__INSTRUCTIONS TO FOLLOW__
Return every line from the records below with the string "chair".

[Point localization data]
= Beginning of Section =

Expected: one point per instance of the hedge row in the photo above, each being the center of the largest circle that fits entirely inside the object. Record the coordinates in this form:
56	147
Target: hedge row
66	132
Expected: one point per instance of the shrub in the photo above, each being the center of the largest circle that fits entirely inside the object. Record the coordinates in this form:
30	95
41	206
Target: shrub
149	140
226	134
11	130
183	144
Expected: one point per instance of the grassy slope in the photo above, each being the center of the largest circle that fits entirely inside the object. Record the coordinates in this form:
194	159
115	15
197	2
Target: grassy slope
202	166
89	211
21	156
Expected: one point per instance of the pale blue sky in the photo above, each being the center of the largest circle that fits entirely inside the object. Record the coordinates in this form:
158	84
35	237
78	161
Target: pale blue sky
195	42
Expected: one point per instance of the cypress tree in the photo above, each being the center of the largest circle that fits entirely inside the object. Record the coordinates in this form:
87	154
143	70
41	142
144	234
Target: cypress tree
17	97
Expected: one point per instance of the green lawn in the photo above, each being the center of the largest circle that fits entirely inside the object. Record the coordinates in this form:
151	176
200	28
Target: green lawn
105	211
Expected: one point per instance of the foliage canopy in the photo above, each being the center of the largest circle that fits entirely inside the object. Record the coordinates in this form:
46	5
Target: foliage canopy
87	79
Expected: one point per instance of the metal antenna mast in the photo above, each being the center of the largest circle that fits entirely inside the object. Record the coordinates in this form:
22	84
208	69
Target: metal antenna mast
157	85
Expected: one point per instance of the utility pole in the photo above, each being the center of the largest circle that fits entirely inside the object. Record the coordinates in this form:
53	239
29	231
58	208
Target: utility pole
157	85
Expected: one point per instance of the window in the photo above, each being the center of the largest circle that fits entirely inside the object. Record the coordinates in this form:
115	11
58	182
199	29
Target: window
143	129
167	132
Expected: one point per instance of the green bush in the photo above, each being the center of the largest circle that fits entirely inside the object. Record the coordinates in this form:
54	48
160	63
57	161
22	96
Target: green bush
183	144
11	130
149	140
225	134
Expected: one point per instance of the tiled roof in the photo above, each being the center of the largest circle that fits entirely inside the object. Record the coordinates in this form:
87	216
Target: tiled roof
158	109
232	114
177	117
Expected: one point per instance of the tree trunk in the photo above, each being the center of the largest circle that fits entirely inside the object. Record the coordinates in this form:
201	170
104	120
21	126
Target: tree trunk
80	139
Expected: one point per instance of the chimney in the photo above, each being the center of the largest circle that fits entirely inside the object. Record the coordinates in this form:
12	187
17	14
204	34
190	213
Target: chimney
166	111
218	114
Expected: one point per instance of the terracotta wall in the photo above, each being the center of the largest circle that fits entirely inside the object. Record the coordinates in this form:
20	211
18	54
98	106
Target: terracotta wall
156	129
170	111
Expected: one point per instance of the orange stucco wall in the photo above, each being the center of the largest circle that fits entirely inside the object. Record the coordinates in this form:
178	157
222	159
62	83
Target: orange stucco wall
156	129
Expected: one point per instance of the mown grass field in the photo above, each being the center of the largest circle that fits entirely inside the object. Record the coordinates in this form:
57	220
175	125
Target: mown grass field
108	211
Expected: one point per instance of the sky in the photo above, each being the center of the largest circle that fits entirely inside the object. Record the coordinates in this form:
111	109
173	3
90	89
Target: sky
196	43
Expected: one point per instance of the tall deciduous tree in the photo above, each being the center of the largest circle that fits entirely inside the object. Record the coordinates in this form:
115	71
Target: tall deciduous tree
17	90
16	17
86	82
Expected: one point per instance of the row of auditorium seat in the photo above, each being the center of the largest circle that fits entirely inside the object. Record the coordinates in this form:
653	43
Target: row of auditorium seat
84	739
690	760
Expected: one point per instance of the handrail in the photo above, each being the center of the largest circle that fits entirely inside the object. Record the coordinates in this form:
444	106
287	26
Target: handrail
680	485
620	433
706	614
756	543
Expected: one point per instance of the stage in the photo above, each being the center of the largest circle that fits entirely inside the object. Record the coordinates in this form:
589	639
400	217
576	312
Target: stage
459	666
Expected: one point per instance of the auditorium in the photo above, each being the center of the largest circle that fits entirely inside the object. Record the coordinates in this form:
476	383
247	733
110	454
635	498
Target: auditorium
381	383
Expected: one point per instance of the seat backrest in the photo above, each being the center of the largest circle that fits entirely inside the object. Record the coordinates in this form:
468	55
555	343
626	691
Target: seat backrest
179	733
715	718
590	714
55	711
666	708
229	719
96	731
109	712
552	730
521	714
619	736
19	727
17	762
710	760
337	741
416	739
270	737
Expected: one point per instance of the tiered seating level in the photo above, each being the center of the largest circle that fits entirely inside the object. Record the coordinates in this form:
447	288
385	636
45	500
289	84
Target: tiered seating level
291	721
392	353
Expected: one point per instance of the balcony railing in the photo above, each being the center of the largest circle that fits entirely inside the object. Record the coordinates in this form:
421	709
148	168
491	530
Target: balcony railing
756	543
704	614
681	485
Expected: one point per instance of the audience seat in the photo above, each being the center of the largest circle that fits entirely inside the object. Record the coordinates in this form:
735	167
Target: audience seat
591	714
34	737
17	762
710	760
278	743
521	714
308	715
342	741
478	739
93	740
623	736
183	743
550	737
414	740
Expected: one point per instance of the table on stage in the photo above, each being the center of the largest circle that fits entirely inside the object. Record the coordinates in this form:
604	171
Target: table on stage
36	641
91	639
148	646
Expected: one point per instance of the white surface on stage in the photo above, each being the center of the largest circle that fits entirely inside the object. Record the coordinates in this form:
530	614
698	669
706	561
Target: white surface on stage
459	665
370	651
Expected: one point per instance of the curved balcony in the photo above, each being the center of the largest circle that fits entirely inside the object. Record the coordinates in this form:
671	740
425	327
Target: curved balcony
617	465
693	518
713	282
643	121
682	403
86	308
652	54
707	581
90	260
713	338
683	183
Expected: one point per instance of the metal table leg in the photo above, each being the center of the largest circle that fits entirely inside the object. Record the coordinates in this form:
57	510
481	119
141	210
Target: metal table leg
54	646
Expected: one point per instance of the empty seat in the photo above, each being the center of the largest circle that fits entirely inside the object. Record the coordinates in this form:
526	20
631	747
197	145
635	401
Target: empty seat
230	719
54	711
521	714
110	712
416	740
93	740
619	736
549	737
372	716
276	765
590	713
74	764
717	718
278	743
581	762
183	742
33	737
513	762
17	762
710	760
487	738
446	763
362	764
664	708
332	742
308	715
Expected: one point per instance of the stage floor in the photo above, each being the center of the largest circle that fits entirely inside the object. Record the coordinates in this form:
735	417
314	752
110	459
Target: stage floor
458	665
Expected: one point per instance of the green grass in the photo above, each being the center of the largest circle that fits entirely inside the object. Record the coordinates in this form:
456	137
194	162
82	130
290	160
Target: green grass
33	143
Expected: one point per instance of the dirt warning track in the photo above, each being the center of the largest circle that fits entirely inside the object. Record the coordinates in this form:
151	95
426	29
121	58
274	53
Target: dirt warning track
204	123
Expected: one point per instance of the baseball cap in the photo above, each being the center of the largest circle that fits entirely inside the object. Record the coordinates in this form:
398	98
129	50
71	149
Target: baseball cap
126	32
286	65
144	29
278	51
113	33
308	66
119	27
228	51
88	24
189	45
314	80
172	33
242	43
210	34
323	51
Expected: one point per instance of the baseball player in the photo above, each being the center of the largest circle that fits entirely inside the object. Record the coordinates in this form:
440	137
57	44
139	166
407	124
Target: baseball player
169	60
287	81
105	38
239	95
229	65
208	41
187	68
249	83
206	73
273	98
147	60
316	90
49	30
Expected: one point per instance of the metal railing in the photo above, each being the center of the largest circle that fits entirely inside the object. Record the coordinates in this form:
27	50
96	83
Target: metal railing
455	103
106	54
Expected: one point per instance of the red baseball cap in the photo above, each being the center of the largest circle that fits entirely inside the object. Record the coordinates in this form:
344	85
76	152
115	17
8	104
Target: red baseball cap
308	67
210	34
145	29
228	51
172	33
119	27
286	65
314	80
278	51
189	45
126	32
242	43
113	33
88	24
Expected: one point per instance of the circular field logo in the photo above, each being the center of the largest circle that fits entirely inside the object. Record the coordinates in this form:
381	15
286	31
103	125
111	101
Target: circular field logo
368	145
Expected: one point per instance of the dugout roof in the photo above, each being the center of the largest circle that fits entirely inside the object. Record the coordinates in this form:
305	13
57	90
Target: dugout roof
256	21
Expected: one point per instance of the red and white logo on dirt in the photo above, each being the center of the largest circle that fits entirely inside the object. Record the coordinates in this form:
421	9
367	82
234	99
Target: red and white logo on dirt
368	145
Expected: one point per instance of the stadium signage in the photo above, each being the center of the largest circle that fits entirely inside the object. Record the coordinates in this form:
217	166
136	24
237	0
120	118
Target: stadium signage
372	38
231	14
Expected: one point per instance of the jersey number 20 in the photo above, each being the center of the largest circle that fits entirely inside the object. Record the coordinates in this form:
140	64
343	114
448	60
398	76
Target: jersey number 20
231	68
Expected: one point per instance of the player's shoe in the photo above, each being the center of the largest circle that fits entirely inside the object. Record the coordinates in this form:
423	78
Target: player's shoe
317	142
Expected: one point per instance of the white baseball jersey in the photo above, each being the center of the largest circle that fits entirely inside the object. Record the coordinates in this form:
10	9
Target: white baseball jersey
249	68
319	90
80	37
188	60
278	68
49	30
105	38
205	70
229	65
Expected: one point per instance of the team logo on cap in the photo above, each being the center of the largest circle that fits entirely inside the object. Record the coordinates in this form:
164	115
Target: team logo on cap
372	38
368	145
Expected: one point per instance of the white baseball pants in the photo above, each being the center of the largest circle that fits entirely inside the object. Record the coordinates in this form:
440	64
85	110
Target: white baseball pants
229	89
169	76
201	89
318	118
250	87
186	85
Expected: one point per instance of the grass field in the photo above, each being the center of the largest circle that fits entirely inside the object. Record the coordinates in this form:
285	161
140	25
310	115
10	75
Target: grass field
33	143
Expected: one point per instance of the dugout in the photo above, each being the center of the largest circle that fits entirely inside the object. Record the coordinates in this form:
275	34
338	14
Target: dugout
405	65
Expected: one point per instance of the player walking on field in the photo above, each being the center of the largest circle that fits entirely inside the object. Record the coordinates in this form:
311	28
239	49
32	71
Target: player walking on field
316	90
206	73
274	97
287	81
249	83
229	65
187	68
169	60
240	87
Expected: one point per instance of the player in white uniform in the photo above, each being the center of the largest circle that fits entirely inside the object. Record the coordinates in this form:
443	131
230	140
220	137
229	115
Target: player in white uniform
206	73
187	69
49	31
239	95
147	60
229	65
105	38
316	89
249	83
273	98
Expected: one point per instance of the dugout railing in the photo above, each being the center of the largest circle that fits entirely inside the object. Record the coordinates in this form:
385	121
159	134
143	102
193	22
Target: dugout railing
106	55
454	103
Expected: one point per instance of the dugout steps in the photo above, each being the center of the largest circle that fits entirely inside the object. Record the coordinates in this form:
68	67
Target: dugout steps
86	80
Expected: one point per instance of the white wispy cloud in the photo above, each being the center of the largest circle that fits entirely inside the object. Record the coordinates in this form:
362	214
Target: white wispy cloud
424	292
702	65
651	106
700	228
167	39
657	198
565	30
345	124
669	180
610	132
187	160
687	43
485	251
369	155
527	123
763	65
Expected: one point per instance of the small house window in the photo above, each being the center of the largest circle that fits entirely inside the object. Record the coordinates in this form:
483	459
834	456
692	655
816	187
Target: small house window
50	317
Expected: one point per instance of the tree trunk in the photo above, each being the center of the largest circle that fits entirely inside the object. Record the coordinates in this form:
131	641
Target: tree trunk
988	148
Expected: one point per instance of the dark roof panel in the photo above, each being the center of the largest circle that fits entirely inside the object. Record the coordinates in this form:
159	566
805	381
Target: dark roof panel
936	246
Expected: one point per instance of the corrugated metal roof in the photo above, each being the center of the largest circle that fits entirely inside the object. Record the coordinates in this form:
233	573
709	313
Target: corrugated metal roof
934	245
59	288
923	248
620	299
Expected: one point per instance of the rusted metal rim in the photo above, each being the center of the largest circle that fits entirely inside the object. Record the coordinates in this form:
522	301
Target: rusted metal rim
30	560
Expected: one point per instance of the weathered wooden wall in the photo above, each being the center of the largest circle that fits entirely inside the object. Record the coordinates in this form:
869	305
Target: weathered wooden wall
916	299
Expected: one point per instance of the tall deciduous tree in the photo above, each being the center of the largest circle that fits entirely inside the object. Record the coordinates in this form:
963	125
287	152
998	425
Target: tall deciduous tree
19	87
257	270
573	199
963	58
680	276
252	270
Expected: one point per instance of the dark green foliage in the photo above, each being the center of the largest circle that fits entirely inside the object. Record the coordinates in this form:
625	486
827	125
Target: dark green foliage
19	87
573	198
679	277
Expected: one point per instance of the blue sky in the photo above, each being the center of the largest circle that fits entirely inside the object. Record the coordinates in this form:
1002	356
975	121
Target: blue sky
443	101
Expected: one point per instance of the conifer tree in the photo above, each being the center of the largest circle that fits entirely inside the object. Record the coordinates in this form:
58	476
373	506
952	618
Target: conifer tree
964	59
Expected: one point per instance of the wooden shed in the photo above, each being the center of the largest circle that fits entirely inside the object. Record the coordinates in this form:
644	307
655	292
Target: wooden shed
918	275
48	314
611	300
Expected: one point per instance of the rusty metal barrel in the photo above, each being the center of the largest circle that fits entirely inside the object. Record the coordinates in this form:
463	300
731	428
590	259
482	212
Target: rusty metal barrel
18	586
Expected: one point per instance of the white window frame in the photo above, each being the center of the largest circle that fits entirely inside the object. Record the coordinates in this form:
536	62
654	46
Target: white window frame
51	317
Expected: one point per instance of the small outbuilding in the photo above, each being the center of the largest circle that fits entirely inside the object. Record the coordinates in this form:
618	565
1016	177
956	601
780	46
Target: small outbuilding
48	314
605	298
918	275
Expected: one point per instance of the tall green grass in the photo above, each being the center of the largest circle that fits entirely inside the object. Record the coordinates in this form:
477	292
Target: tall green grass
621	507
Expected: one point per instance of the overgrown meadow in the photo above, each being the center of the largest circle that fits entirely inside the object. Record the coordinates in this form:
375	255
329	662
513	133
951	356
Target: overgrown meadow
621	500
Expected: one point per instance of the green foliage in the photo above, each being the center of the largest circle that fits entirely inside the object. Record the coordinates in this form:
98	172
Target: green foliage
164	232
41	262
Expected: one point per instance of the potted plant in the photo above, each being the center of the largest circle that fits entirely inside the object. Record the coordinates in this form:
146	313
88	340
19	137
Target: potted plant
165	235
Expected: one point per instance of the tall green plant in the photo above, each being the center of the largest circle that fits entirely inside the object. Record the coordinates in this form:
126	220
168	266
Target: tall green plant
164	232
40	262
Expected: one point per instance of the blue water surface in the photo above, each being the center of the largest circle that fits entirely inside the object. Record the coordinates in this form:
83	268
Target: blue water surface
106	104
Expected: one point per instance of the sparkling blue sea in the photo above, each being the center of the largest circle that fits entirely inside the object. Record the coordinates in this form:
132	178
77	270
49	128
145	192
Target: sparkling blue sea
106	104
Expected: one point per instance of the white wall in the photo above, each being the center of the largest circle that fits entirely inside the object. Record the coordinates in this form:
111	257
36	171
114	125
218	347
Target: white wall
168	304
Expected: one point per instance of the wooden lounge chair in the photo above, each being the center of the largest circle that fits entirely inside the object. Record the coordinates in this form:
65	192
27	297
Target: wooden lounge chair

= End of Section =

__REPLY TO THE TASK__
Expected: one point per instance of the wooden lounge chair in the photo above, each being the center of the largest circle that fits entirely inside the object. Record the coordinates in this form:
Target: wooden lounge chair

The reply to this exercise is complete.